» **PROBLEM**:
Your response should contain each line of the data that includes "story".

-- Opening Marker --

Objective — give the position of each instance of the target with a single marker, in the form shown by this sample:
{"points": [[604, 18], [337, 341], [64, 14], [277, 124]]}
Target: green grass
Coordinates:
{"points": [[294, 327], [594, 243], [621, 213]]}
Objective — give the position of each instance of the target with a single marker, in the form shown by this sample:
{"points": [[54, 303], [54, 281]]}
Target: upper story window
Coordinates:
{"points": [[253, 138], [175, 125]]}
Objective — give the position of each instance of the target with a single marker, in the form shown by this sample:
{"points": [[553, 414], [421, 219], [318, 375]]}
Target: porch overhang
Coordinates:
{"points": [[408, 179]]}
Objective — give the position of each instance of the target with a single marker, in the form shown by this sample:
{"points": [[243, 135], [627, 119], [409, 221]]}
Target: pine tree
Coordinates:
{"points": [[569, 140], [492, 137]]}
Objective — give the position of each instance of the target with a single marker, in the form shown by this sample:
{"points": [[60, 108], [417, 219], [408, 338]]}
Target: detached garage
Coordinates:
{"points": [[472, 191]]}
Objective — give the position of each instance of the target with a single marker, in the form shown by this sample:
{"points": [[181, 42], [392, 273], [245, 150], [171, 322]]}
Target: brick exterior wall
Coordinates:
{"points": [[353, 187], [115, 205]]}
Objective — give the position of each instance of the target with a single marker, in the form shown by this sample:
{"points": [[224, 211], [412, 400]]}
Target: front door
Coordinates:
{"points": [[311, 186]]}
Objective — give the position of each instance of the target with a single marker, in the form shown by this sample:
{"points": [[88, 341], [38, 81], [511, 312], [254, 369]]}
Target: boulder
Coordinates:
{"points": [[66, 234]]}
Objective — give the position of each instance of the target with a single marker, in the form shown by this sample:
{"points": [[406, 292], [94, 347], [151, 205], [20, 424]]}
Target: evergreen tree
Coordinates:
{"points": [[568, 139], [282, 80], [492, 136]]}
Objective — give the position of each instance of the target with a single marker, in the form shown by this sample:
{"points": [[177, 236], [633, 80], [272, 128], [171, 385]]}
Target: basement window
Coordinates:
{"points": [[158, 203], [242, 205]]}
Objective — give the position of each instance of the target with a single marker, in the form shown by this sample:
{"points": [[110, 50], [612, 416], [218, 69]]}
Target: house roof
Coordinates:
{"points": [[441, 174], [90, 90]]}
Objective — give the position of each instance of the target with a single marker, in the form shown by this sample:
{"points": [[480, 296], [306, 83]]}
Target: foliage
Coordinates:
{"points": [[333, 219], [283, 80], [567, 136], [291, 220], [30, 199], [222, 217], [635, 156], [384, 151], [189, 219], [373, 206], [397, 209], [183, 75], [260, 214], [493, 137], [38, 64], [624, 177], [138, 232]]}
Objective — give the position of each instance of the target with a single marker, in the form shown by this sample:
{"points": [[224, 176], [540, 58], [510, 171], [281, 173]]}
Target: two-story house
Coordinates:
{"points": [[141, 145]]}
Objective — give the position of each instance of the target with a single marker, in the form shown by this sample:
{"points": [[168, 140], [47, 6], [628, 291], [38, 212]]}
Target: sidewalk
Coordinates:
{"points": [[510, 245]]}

-- Closing Marker --

» **RESULT OF THE EXERCISE**:
Target: upper story window
Target: two-story house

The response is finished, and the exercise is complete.